• **TASK PROMPT**
Retype the data below line for line, with no change to any character, spacing, or line break.
★ ★ ★ ★ ★ ★ ★
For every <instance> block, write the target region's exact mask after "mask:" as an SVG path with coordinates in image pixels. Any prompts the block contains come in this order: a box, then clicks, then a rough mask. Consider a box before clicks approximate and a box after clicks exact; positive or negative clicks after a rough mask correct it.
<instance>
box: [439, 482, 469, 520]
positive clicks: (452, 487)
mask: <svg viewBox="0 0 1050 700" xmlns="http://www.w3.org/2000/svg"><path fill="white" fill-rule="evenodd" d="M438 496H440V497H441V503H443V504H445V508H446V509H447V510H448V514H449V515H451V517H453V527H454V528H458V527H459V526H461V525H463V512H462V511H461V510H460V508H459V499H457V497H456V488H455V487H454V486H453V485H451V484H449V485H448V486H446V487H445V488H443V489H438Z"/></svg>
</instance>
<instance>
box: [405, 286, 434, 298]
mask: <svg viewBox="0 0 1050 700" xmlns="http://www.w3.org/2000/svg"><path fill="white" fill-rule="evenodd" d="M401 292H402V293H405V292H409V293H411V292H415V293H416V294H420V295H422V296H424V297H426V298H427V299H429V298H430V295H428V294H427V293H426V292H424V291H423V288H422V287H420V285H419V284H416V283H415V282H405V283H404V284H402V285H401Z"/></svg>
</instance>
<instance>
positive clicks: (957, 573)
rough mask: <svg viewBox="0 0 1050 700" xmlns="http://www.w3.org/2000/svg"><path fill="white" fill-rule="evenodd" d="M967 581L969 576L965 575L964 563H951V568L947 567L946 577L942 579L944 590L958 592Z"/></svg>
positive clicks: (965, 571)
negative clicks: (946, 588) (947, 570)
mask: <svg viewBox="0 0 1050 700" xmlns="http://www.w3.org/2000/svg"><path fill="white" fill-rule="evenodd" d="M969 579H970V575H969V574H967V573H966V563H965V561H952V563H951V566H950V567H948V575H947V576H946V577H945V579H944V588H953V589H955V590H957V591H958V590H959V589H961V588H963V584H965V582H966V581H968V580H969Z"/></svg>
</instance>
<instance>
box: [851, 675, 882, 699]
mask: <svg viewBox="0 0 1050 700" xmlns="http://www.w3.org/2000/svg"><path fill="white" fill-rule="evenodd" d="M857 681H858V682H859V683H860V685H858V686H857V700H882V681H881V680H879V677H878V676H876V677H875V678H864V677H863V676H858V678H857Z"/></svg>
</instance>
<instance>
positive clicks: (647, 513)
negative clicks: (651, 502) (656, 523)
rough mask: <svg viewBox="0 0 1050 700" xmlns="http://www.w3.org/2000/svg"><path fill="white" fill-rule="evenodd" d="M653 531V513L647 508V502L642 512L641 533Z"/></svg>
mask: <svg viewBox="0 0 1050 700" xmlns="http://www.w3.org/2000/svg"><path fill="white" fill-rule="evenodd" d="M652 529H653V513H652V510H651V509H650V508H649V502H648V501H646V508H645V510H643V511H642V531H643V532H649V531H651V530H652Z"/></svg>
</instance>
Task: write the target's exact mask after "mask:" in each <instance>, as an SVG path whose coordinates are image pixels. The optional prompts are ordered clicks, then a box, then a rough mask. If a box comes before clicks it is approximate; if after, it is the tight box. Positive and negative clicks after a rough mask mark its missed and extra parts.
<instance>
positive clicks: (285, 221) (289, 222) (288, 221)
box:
★ ★ ★ ★ ★ ★ ★
• **YOUR SOLUTION**
For every <instance> block, write the target region's exact mask after "mask:" as an SVG path with coordinates in image pixels. Any prompts the block contains come in this order: a box, then clicks, then a rough mask. Consider a box before clicks approximate and a box after clicks exact; positive or negative clicks after a rough mask correct it.
<instance>
box: [439, 482, 469, 520]
positive clicks: (452, 487)
mask: <svg viewBox="0 0 1050 700" xmlns="http://www.w3.org/2000/svg"><path fill="white" fill-rule="evenodd" d="M438 496H440V497H441V503H443V504H445V508H446V509H447V510H448V514H449V515H451V517H453V527H454V528H458V527H459V526H461V525H463V512H462V511H461V510H460V508H459V499H457V497H456V488H455V487H454V486H453V485H451V484H449V485H448V486H446V487H445V488H443V489H438Z"/></svg>
</instance>
<instance>
box: [405, 286, 434, 298]
mask: <svg viewBox="0 0 1050 700" xmlns="http://www.w3.org/2000/svg"><path fill="white" fill-rule="evenodd" d="M401 292H402V293H405V292H409V293H411V292H415V293H416V294H420V295H422V296H424V297H426V298H427V299H429V298H430V295H428V294H427V293H426V292H424V291H423V288H422V287H420V285H419V284H416V283H415V282H405V283H404V284H402V285H401Z"/></svg>
</instance>
<instance>
positive clicks: (957, 573)
rough mask: <svg viewBox="0 0 1050 700" xmlns="http://www.w3.org/2000/svg"><path fill="white" fill-rule="evenodd" d="M967 581L969 576L965 575L964 563H951V568L947 567L946 577L942 579L944 590L958 592Z"/></svg>
positive clicks: (965, 571)
negative clicks: (946, 588) (947, 570)
mask: <svg viewBox="0 0 1050 700" xmlns="http://www.w3.org/2000/svg"><path fill="white" fill-rule="evenodd" d="M969 579H970V575H969V574H967V573H966V563H965V561H952V563H951V566H950V567H948V575H947V576H946V577H945V579H944V588H953V589H955V590H957V591H958V590H959V589H961V588H963V584H965V582H966V581H968V580H969Z"/></svg>
</instance>
<instance>
box: [851, 675, 882, 699]
mask: <svg viewBox="0 0 1050 700" xmlns="http://www.w3.org/2000/svg"><path fill="white" fill-rule="evenodd" d="M857 681H858V682H859V683H860V685H858V686H857V700H882V681H881V680H879V677H878V676H876V677H875V678H864V677H863V676H858V678H857Z"/></svg>
</instance>
<instance>
positive clicks: (647, 513)
negative clicks: (651, 502) (656, 523)
rough mask: <svg viewBox="0 0 1050 700" xmlns="http://www.w3.org/2000/svg"><path fill="white" fill-rule="evenodd" d="M653 531V513L647 508V502L642 512L641 533Z"/></svg>
mask: <svg viewBox="0 0 1050 700" xmlns="http://www.w3.org/2000/svg"><path fill="white" fill-rule="evenodd" d="M652 529H653V513H652V510H651V509H650V508H649V502H648V501H646V508H645V510H643V511H642V531H643V532H649V531H651V530H652Z"/></svg>
</instance>
Task: write the target's exact mask after "mask:" in each <instance>, as an SVG path whose coordinates are image pixels. The optional prompts are ordered clicks, then a box, then a rough mask. If a box comes before clicks it is approximate; if after, it is the tight box. Positive and negative clicks after a rough mask mark its missed and extra parts.
<instance>
positive clicks: (285, 221) (289, 222) (288, 221)
box:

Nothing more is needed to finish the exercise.